* START EXCERPTED RECORDS *
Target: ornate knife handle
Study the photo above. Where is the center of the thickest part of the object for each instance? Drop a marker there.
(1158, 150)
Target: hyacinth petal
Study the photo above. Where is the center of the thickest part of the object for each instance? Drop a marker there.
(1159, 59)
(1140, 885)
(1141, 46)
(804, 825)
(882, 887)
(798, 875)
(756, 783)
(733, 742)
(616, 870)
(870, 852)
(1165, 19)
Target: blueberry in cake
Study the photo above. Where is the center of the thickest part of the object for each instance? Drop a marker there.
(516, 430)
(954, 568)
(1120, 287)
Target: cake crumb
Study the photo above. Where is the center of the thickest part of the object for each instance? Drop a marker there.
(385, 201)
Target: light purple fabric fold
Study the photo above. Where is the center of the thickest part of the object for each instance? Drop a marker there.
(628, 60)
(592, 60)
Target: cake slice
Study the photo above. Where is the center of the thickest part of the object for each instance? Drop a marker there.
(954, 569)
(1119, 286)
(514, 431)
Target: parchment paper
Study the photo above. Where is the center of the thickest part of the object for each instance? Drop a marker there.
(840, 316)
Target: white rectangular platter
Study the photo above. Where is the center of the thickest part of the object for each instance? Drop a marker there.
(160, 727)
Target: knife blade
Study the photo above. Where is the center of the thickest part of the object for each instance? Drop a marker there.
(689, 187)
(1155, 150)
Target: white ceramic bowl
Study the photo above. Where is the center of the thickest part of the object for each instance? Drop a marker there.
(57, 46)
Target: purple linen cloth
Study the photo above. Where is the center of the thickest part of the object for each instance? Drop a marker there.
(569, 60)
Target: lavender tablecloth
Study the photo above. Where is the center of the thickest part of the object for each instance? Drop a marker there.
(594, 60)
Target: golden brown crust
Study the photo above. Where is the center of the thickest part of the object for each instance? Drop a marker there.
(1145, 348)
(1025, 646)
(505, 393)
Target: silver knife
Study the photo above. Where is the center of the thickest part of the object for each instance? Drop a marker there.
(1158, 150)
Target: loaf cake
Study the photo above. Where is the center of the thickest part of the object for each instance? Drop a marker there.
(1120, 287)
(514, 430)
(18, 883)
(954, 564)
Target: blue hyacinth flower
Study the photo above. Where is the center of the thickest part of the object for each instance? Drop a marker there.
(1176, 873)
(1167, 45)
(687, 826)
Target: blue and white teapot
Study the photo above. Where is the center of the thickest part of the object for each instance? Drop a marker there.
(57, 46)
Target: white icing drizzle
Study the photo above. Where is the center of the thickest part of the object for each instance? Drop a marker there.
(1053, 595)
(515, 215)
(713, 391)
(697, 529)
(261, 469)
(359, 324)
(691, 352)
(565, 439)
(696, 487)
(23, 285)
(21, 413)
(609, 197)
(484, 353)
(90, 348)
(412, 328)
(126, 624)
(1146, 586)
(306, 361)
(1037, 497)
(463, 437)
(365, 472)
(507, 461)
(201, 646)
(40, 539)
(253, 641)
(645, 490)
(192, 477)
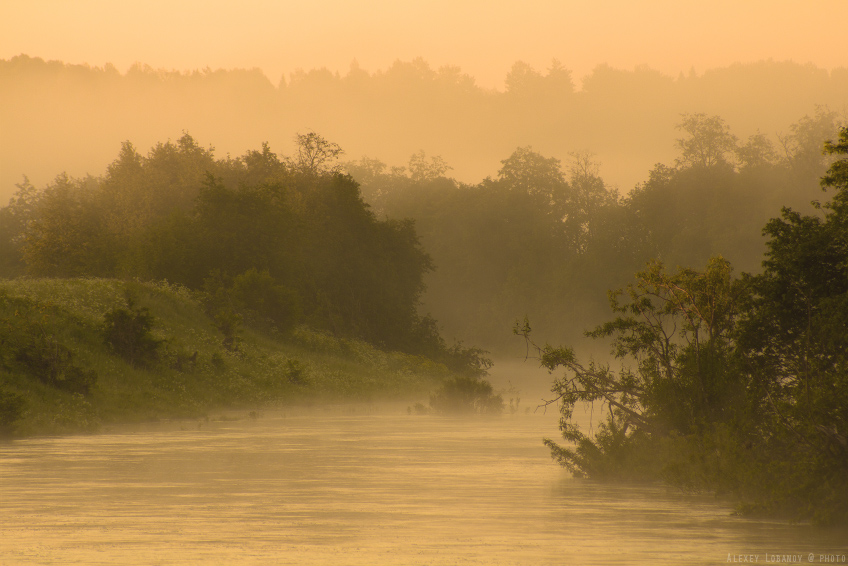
* END EXCERPTED RECORDS *
** YOUR INSTRUCTIONS **
Please repeat all of the items above word for word, leaving out the pictures.

** COMPLETE ANSWER **
Target: ornate knife handle
Study the photo above. Where is the center of the thickest part of the object for each instance? Drop a marker there.
(1158, 150)
Target: hyacinth petal
Study the photo above. Where is the center of the thickest part of the object for each instance? Drop a marker there.
(1159, 59)
(1140, 885)
(1141, 46)
(804, 825)
(882, 887)
(798, 875)
(756, 783)
(733, 742)
(616, 870)
(870, 852)
(1165, 19)
Target: blueberry in cake
Study the photo above. Where is the center of the thickest part of the object for each instance? Drop a marker there.
(516, 430)
(954, 568)
(1120, 287)
Target: cake crumb
Study the photo above. Where is the center of the thickest part of the object for each instance? Drop a marker there.
(385, 201)
Target: light purple fabric fold
Study the photo above. Where is the center of the thickest part of the object for each instance? Drop a marker there.
(628, 60)
(592, 60)
Target: cake slice
Study the photo above. Where is the center of the thickest part of the object for each instance? Drop a marker there.
(954, 569)
(1119, 286)
(514, 431)
Target: parchment paper
Study the photo above. Where is the center of the thickest part of the object for each instance? Drop a marker there.
(840, 316)
Target: white rectangular platter
Study the photo above. Where is the center of the thickest part of the object for each instance? Drop a marker there.
(160, 727)
Target: knife blade
Study the photo above. Where is the center of the thickest part of the object for each instance? Drop a marker there.
(689, 187)
(1155, 150)
Target: white ceramic bowl
Study the photo above. Where is the center of the thickest part of the object for each instance? Drop a marker there.
(57, 46)
Target: purple linen cloth
Study the photo above. Where is the center of the thickest part of the object for each instance? Drop a marker there.
(569, 60)
Target: lavender tablecloth
Study the photo above. Where is the center of the thickest part of the object for each instance? Drop a marker there.
(594, 60)
Target: golden brown crust
Study the photo above. Where is the center of the thickest part of the object for each instance? Drop a marker there.
(1145, 348)
(1025, 646)
(505, 393)
Target: silver knife
Study the photo above. Where is the center of the thickest part of the object for each instance? Drop a marker there.
(1158, 150)
Target: loaf cake
Study the photo above. Where is the center of the thickest part of the object for each instance? Drop a marker there.
(1120, 287)
(514, 430)
(18, 883)
(954, 564)
Target: blue hyacinth flower
Study the photo above. Where is the center of the thickest part of the object for each instance? Drop a marker there.
(1176, 873)
(1167, 45)
(687, 826)
Target: blue and white teapot
Study the photo above. Where is the center of the thickest part of the object for each instance? Drop a marker there.
(57, 46)
Target: white icing drizzle
Study the photo above. Where is the center of the thickest part of the object for each instance? Drop a marker there.
(1053, 595)
(515, 215)
(713, 391)
(697, 529)
(261, 469)
(359, 324)
(691, 352)
(565, 439)
(696, 487)
(23, 285)
(21, 413)
(609, 197)
(484, 353)
(90, 348)
(412, 328)
(126, 624)
(1146, 586)
(306, 361)
(1037, 497)
(463, 437)
(365, 472)
(507, 461)
(201, 646)
(40, 539)
(253, 641)
(645, 490)
(192, 477)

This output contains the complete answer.